* _Task goal_
One number is the whole answer: how many lines of the records include "below".

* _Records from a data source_

===

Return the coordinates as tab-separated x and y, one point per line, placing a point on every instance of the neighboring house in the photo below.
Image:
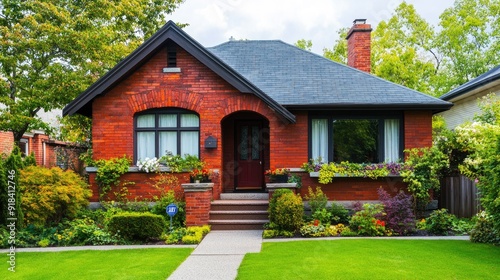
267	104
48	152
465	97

===

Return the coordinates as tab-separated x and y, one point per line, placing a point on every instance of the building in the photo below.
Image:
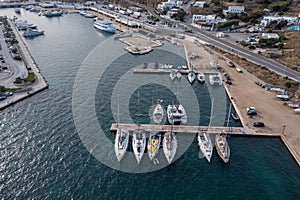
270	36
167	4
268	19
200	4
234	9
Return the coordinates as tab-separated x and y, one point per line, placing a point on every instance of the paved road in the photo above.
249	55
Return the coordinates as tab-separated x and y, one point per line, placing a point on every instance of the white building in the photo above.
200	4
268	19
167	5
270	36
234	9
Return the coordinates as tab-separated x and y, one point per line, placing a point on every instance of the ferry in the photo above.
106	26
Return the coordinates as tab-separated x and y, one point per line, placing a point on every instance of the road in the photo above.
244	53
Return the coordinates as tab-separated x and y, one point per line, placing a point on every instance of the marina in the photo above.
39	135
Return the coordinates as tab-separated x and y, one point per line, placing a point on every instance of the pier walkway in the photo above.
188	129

===

* _Task answer_
2